#### [Exercise instructions]
Return every line of the listing below word for word, leaving out the picture.
## Begin Provided entries
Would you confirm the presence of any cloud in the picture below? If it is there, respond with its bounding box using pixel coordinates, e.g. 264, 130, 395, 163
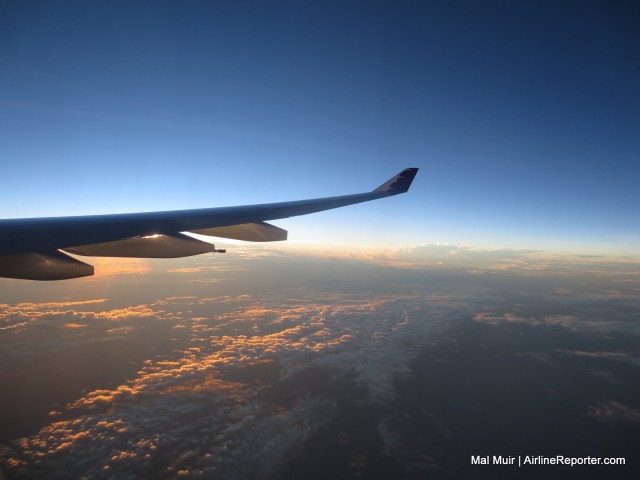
2, 293, 452, 479
585, 400, 640, 423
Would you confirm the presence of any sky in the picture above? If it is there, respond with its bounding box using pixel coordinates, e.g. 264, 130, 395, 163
0, 1, 640, 255
0, 246, 640, 480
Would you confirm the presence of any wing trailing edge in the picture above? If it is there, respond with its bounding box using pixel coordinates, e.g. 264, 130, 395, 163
0, 168, 418, 280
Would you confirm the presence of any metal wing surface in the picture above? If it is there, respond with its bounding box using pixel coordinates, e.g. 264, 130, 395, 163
0, 168, 418, 280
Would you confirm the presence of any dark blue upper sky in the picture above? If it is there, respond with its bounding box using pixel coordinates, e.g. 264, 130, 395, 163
0, 1, 640, 252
## End Provided entries
#### [Task solution]
Would you confirm the presence of any cloud in the picture below? If it is there, respond with its bounding box using pixel coordinates, e.g. 264, 130, 395, 163
2, 293, 452, 479
585, 400, 640, 423
Would you confirm the presence of any sky in the picture above? If it is there, respond with its bounding box using pixel coordinates, e.g. 264, 130, 395, 163
0, 1, 640, 255
0, 246, 640, 480
Would you confirm the presence of any wing trailing edge in the picture above? If it is there, respond with its bounding box using pixel coordinates, e.g. 264, 130, 395, 163
0, 168, 418, 280
Would you confirm the presence of any metal wing surface in the picture above? If it is there, respond with its bounding box using pixel coordinates, e.g. 264, 130, 395, 163
0, 168, 418, 280
Would you confirm the presence of any dark blue upper sky in the picture above? If it is there, respond with its bounding box using pixel coordinates, e.g. 264, 130, 395, 163
0, 1, 640, 252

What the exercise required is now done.